**Excerpt provided**
Uffff – too many issues!

I’m having trouble feeding my blog, because I have so many issues dancing (!) around on my head… I’m writing about all of them at the same time, and nothing is ever ready to post! I’m so confused I posted  THIS before it was ready, sorry!

mess of letters

Issue #1: the recent episode of  Bolshoi x Stanislasvski conflict involving Ivan Vasiliev brought back memories of several similar conflicts, involving both him and other dance professionals, that often guest around the world. It made me reflect on the current ability of ballet companies to effectively cope with the changes in their reality: the increasing numbers of independent great stars; the cost/benefit of their productions; customer satisfaction; visible aging of their audience in live performances; globalization of information; the new ways (mostly digital and far from ideal, but THERE, their importance increasing as we speak) to access ballet/dance productions; the inadequate competitive attitude in a risk situation. I wonder if their funding agencies impose restrictions to effective management? It seems (lack of information!) they have, most of them, professional managers, so why are they so slow to adapt? Does that sound too businesslike? Well, it should!!! Dance companies, as every enterprise and institution nowadays, CANNOT ignore good business practices! Ignore them, nowadays, is to be doomed!

Issue #2: important dance professionals in UK complained about UK dancer’s training – they say contemporary dance schools do not prepare them well enough. On it’s wake, I became aware of information on UK’s Dance audience’s, agencies and training (I did not know where to find that, before). There is a LOT to think and ponder about here, and I follow the debate, and write to clear my ideas, and re-think, and get new information, and re-write… It has been highly interesting, but I’m still processing all these new data!

**Material supplied**
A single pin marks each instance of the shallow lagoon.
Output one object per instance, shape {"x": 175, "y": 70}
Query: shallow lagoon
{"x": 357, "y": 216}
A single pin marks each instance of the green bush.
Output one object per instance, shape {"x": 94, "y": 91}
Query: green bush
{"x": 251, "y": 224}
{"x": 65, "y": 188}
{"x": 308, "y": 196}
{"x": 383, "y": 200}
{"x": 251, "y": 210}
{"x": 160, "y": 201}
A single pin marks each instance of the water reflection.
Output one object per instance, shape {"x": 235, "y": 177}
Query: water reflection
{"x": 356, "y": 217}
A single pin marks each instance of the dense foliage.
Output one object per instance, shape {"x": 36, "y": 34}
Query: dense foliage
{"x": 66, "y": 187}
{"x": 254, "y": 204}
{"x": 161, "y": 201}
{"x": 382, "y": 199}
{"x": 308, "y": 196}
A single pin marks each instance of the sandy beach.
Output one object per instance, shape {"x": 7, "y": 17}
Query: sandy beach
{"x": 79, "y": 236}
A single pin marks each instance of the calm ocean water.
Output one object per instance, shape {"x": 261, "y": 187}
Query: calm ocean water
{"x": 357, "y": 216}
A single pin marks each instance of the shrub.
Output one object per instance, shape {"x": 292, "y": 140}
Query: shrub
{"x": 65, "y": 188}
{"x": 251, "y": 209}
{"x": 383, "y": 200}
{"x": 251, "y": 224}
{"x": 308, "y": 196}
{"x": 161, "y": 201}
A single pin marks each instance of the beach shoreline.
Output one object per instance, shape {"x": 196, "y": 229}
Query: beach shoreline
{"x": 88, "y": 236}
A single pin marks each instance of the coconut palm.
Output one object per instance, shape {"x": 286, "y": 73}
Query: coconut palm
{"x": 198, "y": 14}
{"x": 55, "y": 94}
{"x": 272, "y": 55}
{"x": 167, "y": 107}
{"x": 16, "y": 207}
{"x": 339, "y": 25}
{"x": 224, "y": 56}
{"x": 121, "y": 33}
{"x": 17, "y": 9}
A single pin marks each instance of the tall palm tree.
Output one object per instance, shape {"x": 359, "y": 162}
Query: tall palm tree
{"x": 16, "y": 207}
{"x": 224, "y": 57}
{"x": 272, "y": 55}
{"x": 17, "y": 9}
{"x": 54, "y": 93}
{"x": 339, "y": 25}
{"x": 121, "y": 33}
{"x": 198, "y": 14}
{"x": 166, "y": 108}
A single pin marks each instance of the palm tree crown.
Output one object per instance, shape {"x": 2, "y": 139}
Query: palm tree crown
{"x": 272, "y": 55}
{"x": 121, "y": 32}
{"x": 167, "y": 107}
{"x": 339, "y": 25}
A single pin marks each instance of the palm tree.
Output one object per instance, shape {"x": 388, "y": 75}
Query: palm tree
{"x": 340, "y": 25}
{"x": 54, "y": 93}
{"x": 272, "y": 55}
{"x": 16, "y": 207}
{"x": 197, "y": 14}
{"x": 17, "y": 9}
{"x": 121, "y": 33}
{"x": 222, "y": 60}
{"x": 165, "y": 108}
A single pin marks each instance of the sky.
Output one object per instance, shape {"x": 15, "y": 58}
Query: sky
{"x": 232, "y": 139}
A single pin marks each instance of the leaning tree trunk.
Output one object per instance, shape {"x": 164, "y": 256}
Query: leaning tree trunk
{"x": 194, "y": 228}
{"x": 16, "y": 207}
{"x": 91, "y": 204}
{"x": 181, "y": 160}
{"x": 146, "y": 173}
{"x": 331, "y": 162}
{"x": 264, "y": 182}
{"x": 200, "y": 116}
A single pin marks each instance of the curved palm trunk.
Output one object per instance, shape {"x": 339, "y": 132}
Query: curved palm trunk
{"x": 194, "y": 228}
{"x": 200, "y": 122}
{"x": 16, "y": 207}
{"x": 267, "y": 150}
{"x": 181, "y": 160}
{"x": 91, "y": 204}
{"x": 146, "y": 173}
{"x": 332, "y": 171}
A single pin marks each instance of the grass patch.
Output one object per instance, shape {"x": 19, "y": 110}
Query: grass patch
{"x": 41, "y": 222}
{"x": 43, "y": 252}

**Goal**
Copy out the blog post above about dance-world issues in full, word for word.

**Reply**
Uffff – too many issues!

I’m having trouble feeding my blog, because I have so many issues dancing (!) around on my head… I’m writing about all of them at the same time, and nothing is ever ready to post! I’m so confused I posted  THIS before it was ready, sorry!

mess of letters

Issue #1: the recent episode of  Bolshoi x Stanislasvski conflict involving Ivan Vasiliev brought back memories of several similar conflicts, involving both him and other dance professionals, that often guest around the world. It made me reflect on the current ability of ballet companies to effectively cope with the changes in their reality: the increasing numbers of independent great stars; the cost/benefit of their productions; customer satisfaction; visible aging of their audience in live performances; globalization of information; the new ways (mostly digital and far from ideal, but THERE, their importance increasing as we speak) to access ballet/dance productions; the inadequate competitive attitude in a risk situation. I wonder if their funding agencies impose restrictions to effective management? It seems (lack of information!) they have, most of them, professional managers, so why are they so slow to adapt? Does that sound too businesslike? Well, it should!!! Dance companies, as every enterprise and institution nowadays, CANNOT ignore good business practices! Ignore them, nowadays, is to be doomed!

Issue #2: important dance professionals in UK complained about UK dancer’s training – they say contemporary dance schools do not prepare them well enough. On it’s wake, I became aware of information on UK’s Dance audience’s, agencies and training (I did not know where to find that, before). There is a LOT to think and ponder about here, and I follow the debate, and write to clear my ideas, and re-think, and get new information, and re-write… It has been highly interesting, but I’m still processing all these new data!